* Lines of data *
● ● ● ●

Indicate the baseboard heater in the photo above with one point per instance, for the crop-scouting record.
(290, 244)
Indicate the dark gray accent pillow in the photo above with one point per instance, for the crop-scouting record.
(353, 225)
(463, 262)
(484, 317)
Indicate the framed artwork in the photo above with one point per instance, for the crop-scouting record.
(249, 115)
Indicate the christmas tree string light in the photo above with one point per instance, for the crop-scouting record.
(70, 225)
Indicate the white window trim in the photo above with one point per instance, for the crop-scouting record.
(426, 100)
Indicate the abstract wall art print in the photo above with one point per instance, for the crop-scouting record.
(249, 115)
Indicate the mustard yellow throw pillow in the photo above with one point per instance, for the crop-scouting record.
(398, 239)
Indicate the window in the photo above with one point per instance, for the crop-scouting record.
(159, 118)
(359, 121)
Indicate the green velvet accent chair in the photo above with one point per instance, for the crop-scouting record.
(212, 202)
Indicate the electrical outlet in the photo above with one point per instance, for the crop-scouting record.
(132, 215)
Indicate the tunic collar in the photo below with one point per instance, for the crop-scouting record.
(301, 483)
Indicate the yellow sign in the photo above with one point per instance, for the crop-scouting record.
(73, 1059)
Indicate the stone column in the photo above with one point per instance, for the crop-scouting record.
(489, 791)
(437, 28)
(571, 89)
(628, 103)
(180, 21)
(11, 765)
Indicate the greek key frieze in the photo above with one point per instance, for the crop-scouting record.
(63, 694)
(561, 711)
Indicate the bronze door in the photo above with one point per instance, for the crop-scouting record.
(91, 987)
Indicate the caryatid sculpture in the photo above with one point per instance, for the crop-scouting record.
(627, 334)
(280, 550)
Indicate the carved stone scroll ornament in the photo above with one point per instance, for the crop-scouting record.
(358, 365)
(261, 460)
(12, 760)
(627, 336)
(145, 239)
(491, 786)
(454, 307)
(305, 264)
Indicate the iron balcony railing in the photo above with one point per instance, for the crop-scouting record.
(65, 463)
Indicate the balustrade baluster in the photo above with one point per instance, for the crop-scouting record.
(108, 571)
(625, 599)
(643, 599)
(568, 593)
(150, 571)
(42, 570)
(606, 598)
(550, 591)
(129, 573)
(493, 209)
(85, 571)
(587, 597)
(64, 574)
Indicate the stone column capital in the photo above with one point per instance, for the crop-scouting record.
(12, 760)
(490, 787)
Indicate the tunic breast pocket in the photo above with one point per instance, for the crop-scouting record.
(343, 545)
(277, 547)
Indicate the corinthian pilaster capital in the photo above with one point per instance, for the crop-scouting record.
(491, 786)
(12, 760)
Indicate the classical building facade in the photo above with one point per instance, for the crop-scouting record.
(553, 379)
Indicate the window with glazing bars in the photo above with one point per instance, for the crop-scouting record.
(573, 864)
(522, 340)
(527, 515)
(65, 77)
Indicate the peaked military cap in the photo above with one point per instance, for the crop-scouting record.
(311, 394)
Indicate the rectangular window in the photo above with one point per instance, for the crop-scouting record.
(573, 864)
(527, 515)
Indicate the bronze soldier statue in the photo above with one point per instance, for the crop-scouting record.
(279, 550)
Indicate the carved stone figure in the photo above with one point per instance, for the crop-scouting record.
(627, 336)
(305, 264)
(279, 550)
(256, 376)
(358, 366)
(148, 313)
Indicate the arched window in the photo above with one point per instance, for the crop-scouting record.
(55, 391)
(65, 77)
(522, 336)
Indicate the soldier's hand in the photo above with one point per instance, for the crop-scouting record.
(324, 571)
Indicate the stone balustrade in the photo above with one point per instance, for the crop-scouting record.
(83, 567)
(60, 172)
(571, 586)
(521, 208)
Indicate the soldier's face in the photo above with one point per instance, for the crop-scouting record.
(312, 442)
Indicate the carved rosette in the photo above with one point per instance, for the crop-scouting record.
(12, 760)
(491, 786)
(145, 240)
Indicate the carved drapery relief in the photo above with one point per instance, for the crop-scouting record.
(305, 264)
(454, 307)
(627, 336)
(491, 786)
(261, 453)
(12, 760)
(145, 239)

● ● ● ●

* Your goal *
Please give the data as a JSON list of strings, starting at the line containing "Indicate the stone column capital" and running through the last line, with one string per line and any blank lines left out.

* Answer for the task *
[
  "Indicate the stone column capital in the photo above with one point per instance, for the crop-scouting record.",
  "(12, 760)",
  "(490, 787)",
  "Indicate the tunic breast pocket in the photo above with one point per instance, for the crop-scouting record.",
  "(343, 545)",
  "(277, 547)",
  "Indicate the corinthian pilaster capital in the photo above with one point per instance, for the crop-scouting record.",
  "(491, 786)",
  "(12, 760)",
  "Indicate the classical building facade in the photo above with one point per instance, for the crop-scouting record.",
  "(553, 379)",
  "Indicate the window with glazing bars in the photo above with one point per instance, for the crop-scouting record.",
  "(573, 864)",
  "(522, 340)",
  "(527, 515)",
  "(65, 77)",
  "Indicate the peaked military cap in the photo above with one point per instance, for the crop-scouting record.",
  "(311, 394)",
  "Indicate the rectangular window in the photo above with one point per instance, for the crop-scouting record.",
  "(573, 864)",
  "(527, 515)",
  "Indicate the bronze soldier statue in the photo above with one point per instance, for the crop-scouting record.",
  "(279, 550)",
  "Indicate the carved stone figure in the photo above with one point per instance, for the crop-scouting record.",
  "(627, 336)",
  "(305, 264)",
  "(279, 550)",
  "(256, 376)",
  "(358, 366)",
  "(148, 313)",
  "Indicate the arched window in the photo above with one point per instance, for the crop-scouting record.",
  "(55, 391)",
  "(65, 77)",
  "(522, 336)",
  "Indicate the soldier's hand in the photo above with one point per instance, for the crop-scouting record.",
  "(324, 571)",
  "Indicate the stone balustrade in the photo above with one point per instance, for the crop-scouting record.",
  "(83, 567)",
  "(60, 172)",
  "(571, 586)",
  "(521, 208)",
  "Indicate the soldier's face in the photo above with one point per instance, for the crop-scouting record.",
  "(312, 442)",
  "Indicate the carved rosette in the photo above with one point per instance, for the crop-scouting record.",
  "(12, 760)",
  "(491, 786)",
  "(145, 240)",
  "Indicate the carved drapery relief in the photo above with one point per instance, for the crop-scouting record.",
  "(305, 264)",
  "(454, 307)",
  "(627, 336)",
  "(491, 786)",
  "(261, 453)",
  "(12, 760)",
  "(145, 239)"
]